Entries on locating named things
_ _ _

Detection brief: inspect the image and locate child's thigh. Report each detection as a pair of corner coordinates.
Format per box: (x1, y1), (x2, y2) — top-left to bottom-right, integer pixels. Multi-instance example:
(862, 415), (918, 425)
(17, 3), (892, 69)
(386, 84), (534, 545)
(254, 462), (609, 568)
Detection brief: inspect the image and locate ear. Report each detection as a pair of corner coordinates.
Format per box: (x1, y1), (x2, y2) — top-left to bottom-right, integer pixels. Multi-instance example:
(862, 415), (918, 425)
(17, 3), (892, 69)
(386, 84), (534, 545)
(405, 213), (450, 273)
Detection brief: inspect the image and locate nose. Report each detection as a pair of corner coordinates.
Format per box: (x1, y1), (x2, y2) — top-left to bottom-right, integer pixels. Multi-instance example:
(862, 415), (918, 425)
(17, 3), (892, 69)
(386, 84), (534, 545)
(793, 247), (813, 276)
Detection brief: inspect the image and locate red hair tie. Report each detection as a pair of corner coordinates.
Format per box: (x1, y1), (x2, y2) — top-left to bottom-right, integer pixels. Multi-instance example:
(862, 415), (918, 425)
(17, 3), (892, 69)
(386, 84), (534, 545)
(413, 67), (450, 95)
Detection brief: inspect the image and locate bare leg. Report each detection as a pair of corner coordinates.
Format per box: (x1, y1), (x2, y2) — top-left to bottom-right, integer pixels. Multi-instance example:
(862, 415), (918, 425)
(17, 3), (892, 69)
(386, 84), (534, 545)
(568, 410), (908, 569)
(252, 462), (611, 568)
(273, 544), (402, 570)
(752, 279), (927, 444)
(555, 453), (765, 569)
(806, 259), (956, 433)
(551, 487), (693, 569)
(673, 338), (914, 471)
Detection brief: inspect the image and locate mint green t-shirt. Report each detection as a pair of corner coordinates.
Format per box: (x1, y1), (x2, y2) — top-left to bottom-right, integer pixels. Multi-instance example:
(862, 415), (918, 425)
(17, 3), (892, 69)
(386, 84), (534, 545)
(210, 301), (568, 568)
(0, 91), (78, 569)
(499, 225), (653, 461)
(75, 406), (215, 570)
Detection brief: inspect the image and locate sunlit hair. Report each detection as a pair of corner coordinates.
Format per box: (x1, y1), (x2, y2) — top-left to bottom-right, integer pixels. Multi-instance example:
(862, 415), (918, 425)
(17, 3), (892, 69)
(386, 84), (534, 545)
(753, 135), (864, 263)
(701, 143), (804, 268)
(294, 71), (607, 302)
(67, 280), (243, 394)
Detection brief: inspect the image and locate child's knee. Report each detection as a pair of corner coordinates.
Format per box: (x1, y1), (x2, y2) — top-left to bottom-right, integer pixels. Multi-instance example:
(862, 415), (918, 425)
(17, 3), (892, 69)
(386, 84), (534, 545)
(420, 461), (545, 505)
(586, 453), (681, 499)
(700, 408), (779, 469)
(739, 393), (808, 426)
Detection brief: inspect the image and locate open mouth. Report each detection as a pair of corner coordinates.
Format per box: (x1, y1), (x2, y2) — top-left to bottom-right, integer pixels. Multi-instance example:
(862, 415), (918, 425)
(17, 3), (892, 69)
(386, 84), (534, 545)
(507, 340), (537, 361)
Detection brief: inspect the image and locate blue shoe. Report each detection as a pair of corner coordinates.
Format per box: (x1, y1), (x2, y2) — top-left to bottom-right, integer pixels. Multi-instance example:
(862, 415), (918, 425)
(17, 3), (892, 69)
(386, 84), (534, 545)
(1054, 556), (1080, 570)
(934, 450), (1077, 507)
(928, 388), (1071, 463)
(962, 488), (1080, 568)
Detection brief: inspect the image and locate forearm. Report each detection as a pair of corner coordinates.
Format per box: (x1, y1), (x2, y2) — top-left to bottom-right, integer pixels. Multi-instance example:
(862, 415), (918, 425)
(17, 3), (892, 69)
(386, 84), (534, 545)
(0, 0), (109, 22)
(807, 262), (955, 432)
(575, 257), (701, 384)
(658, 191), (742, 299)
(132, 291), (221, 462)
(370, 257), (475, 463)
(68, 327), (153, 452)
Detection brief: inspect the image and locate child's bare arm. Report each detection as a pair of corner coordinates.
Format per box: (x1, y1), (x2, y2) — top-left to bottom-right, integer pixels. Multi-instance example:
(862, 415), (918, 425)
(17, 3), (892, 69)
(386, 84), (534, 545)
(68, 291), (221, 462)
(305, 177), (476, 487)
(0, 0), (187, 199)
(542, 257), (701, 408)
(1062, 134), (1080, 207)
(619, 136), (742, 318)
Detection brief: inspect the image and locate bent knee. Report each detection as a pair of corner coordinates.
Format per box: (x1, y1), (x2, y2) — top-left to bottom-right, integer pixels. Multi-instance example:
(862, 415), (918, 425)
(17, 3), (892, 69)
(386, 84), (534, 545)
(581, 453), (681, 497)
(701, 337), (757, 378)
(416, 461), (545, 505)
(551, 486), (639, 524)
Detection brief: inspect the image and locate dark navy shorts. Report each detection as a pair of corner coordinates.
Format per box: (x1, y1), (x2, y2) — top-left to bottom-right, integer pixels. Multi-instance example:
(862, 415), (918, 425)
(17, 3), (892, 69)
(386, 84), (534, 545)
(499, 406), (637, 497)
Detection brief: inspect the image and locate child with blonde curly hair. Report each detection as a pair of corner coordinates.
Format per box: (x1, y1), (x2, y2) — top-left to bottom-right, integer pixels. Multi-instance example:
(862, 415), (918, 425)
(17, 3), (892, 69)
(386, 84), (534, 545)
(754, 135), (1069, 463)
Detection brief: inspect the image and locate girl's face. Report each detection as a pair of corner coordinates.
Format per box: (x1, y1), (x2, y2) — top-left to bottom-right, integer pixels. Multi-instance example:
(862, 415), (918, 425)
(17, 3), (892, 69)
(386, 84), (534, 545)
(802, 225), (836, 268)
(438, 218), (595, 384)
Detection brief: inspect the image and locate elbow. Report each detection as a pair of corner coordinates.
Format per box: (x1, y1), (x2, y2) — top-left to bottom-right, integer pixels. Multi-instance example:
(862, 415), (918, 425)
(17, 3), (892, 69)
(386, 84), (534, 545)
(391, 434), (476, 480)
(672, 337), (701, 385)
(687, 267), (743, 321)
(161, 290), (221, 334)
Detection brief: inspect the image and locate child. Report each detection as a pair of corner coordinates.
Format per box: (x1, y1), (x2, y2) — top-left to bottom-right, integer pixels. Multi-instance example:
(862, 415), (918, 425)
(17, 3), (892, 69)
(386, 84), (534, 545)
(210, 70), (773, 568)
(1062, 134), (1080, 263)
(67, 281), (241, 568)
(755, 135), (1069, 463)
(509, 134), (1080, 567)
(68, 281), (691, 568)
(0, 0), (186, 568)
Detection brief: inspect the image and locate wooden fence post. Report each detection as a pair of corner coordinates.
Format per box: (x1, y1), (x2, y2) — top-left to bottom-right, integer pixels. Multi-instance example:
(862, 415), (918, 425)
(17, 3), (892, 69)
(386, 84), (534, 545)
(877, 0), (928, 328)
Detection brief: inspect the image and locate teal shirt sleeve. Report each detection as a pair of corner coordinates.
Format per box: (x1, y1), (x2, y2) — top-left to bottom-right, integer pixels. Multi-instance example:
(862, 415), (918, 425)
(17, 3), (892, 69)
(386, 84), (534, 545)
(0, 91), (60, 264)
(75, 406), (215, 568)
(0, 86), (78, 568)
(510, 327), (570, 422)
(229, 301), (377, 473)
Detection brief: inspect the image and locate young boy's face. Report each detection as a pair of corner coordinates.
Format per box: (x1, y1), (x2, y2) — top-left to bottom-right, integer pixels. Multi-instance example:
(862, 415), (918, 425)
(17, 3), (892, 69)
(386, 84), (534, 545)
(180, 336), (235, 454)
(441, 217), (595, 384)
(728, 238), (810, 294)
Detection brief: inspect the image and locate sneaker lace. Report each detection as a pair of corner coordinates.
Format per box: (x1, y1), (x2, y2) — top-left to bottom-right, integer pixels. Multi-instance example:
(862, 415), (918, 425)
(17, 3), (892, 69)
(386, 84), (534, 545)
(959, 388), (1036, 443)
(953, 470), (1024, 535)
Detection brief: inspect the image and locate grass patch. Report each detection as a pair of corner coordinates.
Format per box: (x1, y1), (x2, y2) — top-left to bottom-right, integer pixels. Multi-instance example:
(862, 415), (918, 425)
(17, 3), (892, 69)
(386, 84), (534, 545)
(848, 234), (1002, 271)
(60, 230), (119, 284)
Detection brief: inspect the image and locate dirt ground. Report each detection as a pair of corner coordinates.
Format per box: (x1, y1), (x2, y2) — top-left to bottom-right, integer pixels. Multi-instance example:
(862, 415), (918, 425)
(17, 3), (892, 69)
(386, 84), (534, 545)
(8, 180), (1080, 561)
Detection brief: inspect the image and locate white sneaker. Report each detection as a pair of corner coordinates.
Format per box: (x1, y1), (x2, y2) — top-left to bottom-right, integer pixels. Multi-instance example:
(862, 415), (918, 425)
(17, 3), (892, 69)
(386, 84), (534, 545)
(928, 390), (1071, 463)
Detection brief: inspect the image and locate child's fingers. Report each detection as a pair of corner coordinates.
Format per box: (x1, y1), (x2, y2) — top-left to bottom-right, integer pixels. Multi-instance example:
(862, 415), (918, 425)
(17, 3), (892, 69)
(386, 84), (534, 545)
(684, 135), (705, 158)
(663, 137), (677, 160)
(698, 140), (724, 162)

_ _ _

- [Exercise brief]: Copy out the lines of the data above word for word, starting at the line containing "Detection brief: inspect the image and locate young" and stopping after the line containing "(953, 470), (1024, 535)".

- [Exercise output]:
Detection brief: inspect the image and locate young boy's face. Report each detection as a pair of corner coordinates.
Format per box: (x1, y1), (x2, y2) — top-left to bottom-right, integer pixels. Multi-instance example:
(862, 415), (918, 425)
(17, 3), (892, 69)
(386, 84), (534, 545)
(180, 336), (235, 454)
(441, 217), (595, 384)
(728, 238), (810, 294)
Detection brief: inspect the image and locate sneaker lace. Report each detection as a pair of corner coordinates.
Format per box: (x1, y1), (x2, y2) — top-left to bottom-right, integer pixels. Multi-instance example:
(862, 415), (918, 425)
(17, 3), (892, 69)
(386, 84), (534, 545)
(959, 388), (1036, 443)
(953, 470), (1024, 535)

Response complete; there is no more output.